§ **Input data**:

-*-*-

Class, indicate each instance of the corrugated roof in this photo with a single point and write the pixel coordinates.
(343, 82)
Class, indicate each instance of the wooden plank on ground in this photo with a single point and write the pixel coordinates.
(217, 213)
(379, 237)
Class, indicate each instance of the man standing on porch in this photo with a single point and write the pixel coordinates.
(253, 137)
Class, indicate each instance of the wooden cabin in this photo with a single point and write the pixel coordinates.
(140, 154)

-*-*-

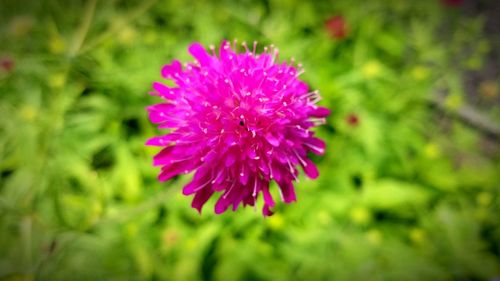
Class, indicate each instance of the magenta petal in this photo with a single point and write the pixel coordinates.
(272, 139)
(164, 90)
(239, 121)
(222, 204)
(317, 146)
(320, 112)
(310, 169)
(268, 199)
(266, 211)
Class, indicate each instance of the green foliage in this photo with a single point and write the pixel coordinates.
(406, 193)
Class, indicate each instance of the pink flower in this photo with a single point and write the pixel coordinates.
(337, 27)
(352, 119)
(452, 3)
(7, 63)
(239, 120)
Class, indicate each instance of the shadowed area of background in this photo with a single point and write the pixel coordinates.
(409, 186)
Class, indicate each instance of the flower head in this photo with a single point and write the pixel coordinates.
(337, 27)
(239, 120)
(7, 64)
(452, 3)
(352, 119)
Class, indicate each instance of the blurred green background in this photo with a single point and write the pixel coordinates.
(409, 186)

-*-*-

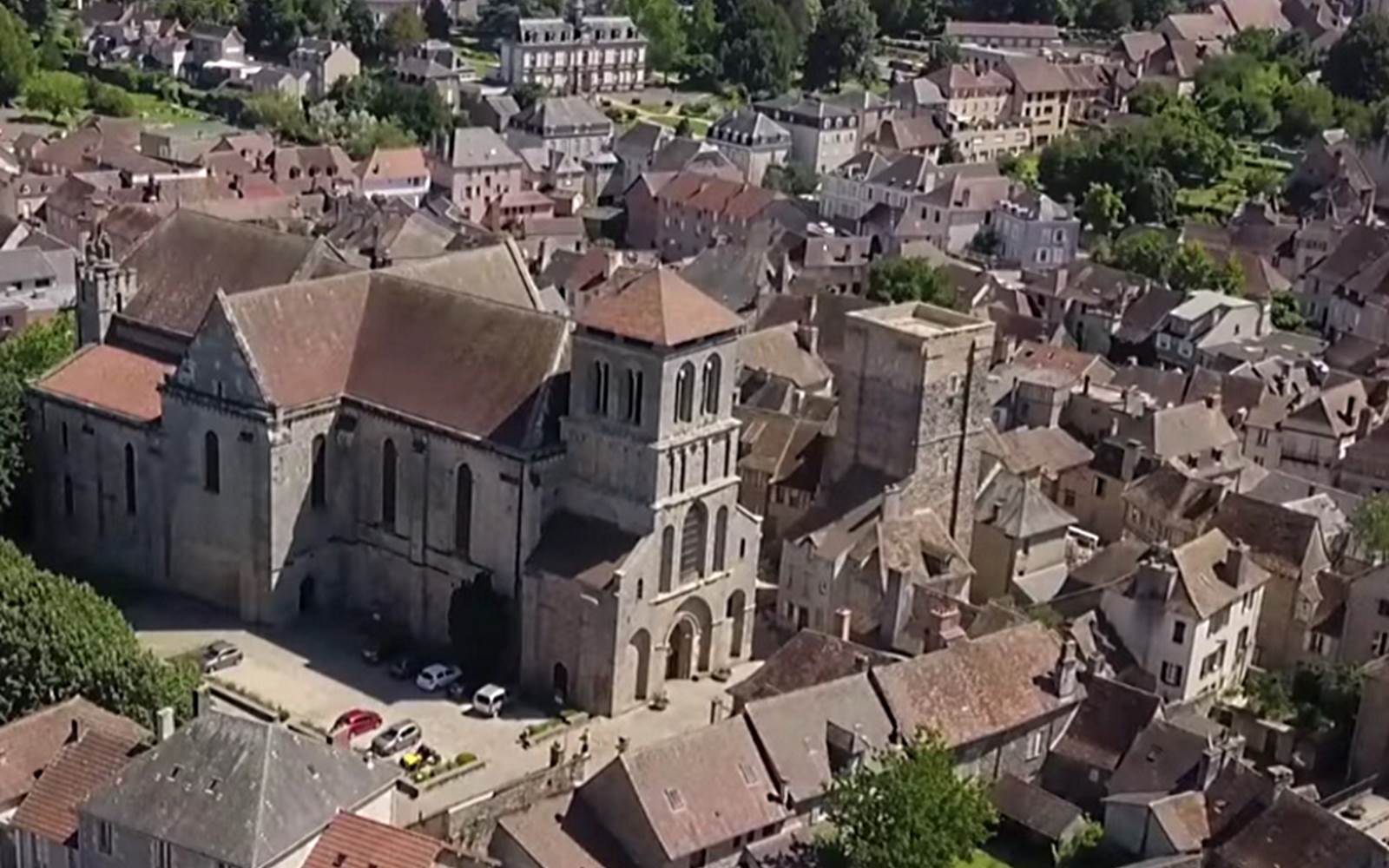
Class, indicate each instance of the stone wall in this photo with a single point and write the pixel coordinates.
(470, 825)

-*-*-

Locate each line in the entries above that contains the word "green", and copy those lines out in full.

§ **Result for this task**:
Class, indicate each instance of the green foliage in this photo with a single point and write the pixel coordinates.
Class, indicate each instance of the blurred green background in this photo with a single point and write the pixel coordinates.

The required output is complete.